> **EXERCISE DESCRIPTION**: Rewrite the records from the start through the line that contains "231L42 237L2 330L496", replacing each "rough mask" with "coarse mask" and keeping everything else the same. Leave the pictures out of your answer.

> **MATERIAL SHOWN**:

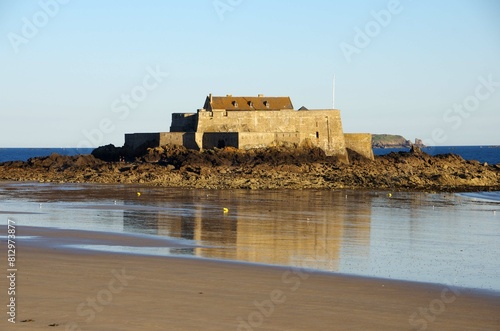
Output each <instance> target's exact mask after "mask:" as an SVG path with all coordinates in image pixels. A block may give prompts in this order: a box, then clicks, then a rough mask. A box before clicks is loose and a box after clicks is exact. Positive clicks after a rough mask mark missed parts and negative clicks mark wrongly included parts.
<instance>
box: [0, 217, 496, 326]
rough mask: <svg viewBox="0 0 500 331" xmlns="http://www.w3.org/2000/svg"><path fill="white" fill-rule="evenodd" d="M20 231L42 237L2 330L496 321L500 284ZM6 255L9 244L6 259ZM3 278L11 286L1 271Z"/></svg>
mask: <svg viewBox="0 0 500 331" xmlns="http://www.w3.org/2000/svg"><path fill="white" fill-rule="evenodd" d="M5 228H6V227H3V229H2V234H3V235H4V236H3V239H2V246H3V247H6V246H5V238H6V237H5V230H6V229H5ZM47 232H50V236H49V235H48V233H47ZM18 235H22V236H39V235H40V236H43V237H44V238H46V241H36V240H28V239H26V240H24V242H23V241H22V240H21V239H22V237H21V238H20V239H19V240H20V241H19V242H18V251H17V268H18V272H17V275H16V276H17V277H16V292H17V293H16V294H17V296H16V302H17V306H16V308H17V316H16V322H17V323H16V324H15V325H14V324H11V323H8V322H7V316H6V314H5V312H4V313H3V316H4V318H3V319H2V321H1V322H0V329H1V330H103V331H105V330H258V329H262V330H498V329H500V294H499V293H489V292H478V291H472V290H466V289H461V288H458V289H457V288H448V287H446V286H445V285H430V284H421V283H412V282H401V281H392V280H390V281H389V280H384V279H372V278H362V277H352V276H345V275H334V274H326V273H319V272H310V271H304V270H299V269H293V268H278V267H266V266H258V265H250V264H242V263H228V262H218V261H211V260H198V259H182V258H174V257H151V256H138V255H125V254H112V253H99V252H90V251H79V250H69V249H63V248H61V247H57V245H56V243H55V242H54V241H57V240H58V239H57V238H60V237H61V236H62V235H63V237H65V238H66V240H67V241H68V242H82V241H87V240H91V239H90V238H91V237H93V236H89V235H90V234H89V233H86V232H84V231H60V232H59V231H58V230H54V229H52V230H47V229H42V228H28V227H26V228H19V229H18ZM93 238H94V239H92V240H94V242H96V241H101V242H102V243H108V244H122V243H123V242H127V245H129V244H130V245H132V246H133V245H139V244H140V245H144V246H151V245H153V246H154V245H159V244H160V243H159V242H155V243H151V242H149V240H148V239H146V238H143V240H144V241H143V242H141V241H140V240H141V239H140V238H139V239H138V238H134V239H131V238H129V237H127V236H121V235H115V234H107V235H106V234H104V233H100V234H99V236H98V237H97V238H96V237H93ZM132 241H134V242H132ZM161 244H162V245H170V244H171V245H177V244H176V243H168V242H163V243H161ZM172 247H174V246H172ZM5 255H6V249H4V250H3V251H2V260H3V261H6V259H5ZM5 268H7V266H5ZM1 287H2V291H5V290H6V289H7V287H8V284H7V282H6V281H5V277H4V278H3V280H2V282H1ZM5 302H6V298H5V296H4V303H5ZM3 307H4V309H6V306H5V305H4V306H3ZM22 321H26V322H22ZM50 325H52V326H50Z"/></svg>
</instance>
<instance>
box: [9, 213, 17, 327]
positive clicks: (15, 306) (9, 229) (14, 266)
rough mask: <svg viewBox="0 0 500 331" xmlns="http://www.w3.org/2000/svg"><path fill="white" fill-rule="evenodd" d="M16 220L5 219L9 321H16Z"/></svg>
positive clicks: (15, 321)
mask: <svg viewBox="0 0 500 331" xmlns="http://www.w3.org/2000/svg"><path fill="white" fill-rule="evenodd" d="M16 241H17V239H16V221H15V220H13V219H11V218H8V219H7V280H8V282H7V284H8V288H7V295H8V297H9V303H8V304H7V316H8V318H7V320H8V321H9V322H10V323H14V324H15V323H16V310H17V307H16V304H17V302H16V277H17V265H16Z"/></svg>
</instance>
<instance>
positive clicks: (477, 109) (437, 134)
mask: <svg viewBox="0 0 500 331" xmlns="http://www.w3.org/2000/svg"><path fill="white" fill-rule="evenodd" d="M477 80H478V83H477V85H476V86H475V87H474V90H473V92H472V93H471V94H469V95H467V96H466V97H465V98H463V100H462V101H461V102H458V103H455V104H453V105H452V106H451V107H450V108H448V109H446V110H445V112H444V113H443V116H442V120H443V122H444V123H445V124H446V126H447V128H446V127H445V126H442V127H436V128H434V129H433V130H432V131H431V135H430V137H429V138H427V139H424V142H425V143H426V144H427V145H428V146H436V145H440V144H443V143H445V142H446V141H447V140H448V134H447V131H449V130H452V131H457V130H459V129H460V128H461V127H462V125H463V123H464V121H465V120H467V119H468V118H470V116H471V115H472V114H474V113H475V112H476V111H477V110H478V109H479V108H480V106H481V103H482V102H485V101H486V100H488V99H490V98H491V97H492V96H493V94H494V93H495V92H496V91H497V89H498V88H499V87H500V82H499V81H494V80H493V74H489V75H488V76H487V77H484V76H479V77H478V78H477Z"/></svg>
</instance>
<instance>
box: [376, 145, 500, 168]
mask: <svg viewBox="0 0 500 331" xmlns="http://www.w3.org/2000/svg"><path fill="white" fill-rule="evenodd" d="M409 150H410V149H409V148H374V149H373V152H374V153H375V155H385V154H389V153H391V152H408V151H409ZM422 150H423V151H424V152H426V153H427V154H430V155H438V154H450V153H451V154H457V155H460V156H461V157H463V158H464V159H465V160H477V161H479V162H481V163H483V162H487V163H488V164H498V163H500V146H437V147H424V148H422Z"/></svg>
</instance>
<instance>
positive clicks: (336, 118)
mask: <svg viewBox="0 0 500 331" xmlns="http://www.w3.org/2000/svg"><path fill="white" fill-rule="evenodd" d="M371 141H372V135H371V134H368V133H354V134H353V133H351V134H345V133H344V131H343V129H342V121H341V118H340V110H338V109H307V108H305V107H302V108H300V109H298V110H295V109H294V107H293V105H292V101H291V100H290V97H265V96H263V95H258V96H256V97H242V96H232V95H226V96H212V95H211V94H210V95H209V96H208V97H207V98H206V100H205V104H204V106H203V108H202V109H198V111H197V112H196V113H174V114H172V124H171V126H170V132H157V133H131V134H126V135H125V147H126V148H130V149H132V150H136V149H138V148H145V147H159V146H164V145H168V144H174V145H182V146H184V147H186V148H189V149H196V150H200V151H201V150H204V149H212V148H223V147H228V146H231V147H235V148H238V149H251V148H260V147H269V146H273V145H280V144H287V145H294V146H315V147H319V148H321V149H322V150H324V151H325V153H326V154H327V155H330V156H336V157H338V158H339V159H340V160H342V161H344V162H349V158H348V153H347V150H348V149H350V150H351V151H354V152H356V153H358V154H360V155H362V156H364V157H366V158H369V159H373V150H372V143H371Z"/></svg>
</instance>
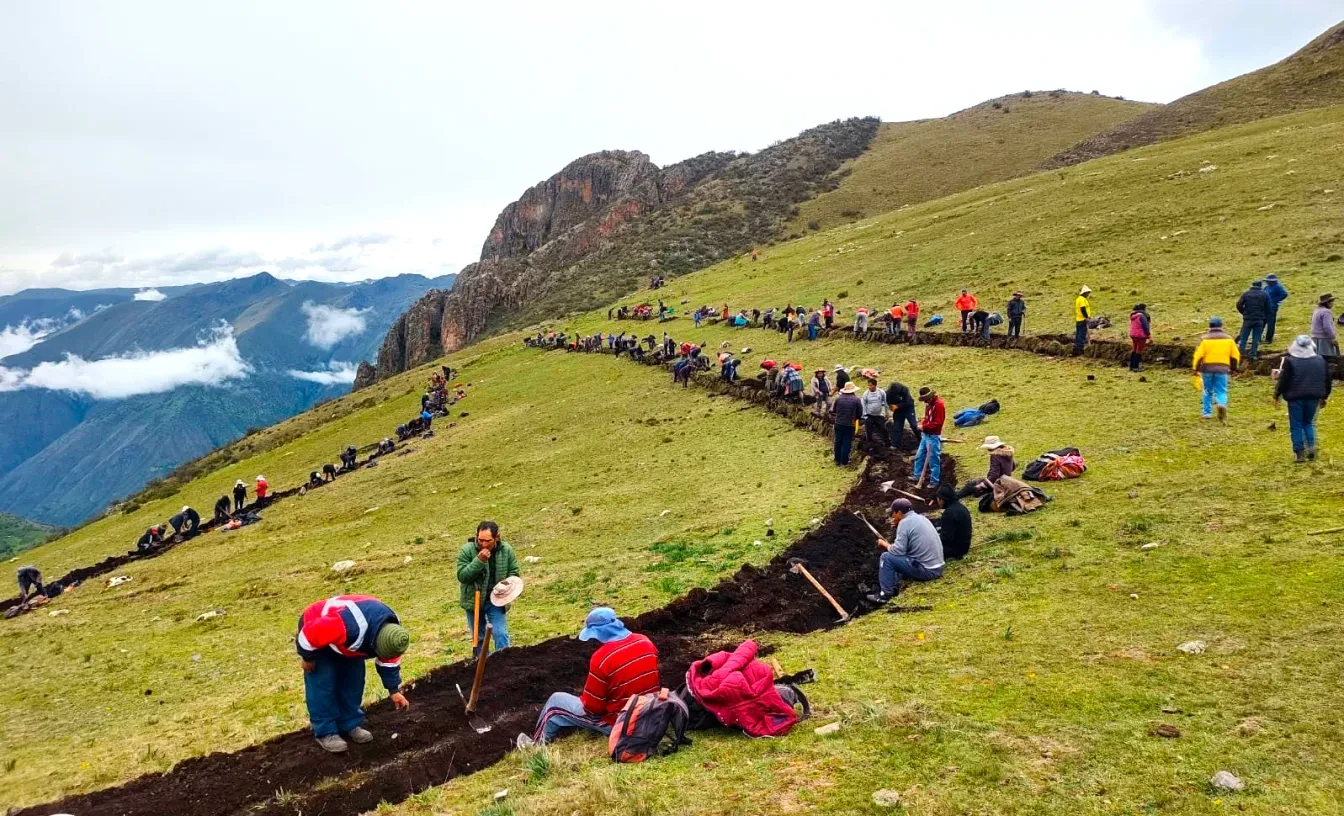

> **RESPONSE BOX**:
Output each <instance> target's exact mask after "mask:" as an SVG path with all coordinates in image pixels. A block may give prompts in this order: a box, then clicks, then a coarse mask. A box before clicks is loose and a box after clicks is exact. Positive clicks after a coarse mask mark missed parts and negative clicks mark wrongly included parts.
<instance>
box: [0, 217, 496, 326]
coarse mask: <svg viewBox="0 0 500 331" xmlns="http://www.w3.org/2000/svg"><path fill="white" fill-rule="evenodd" d="M20 231L42 237L2 330L496 321L500 284ZM6 255L9 244L6 259ZM3 278L11 286L1 271Z"/></svg>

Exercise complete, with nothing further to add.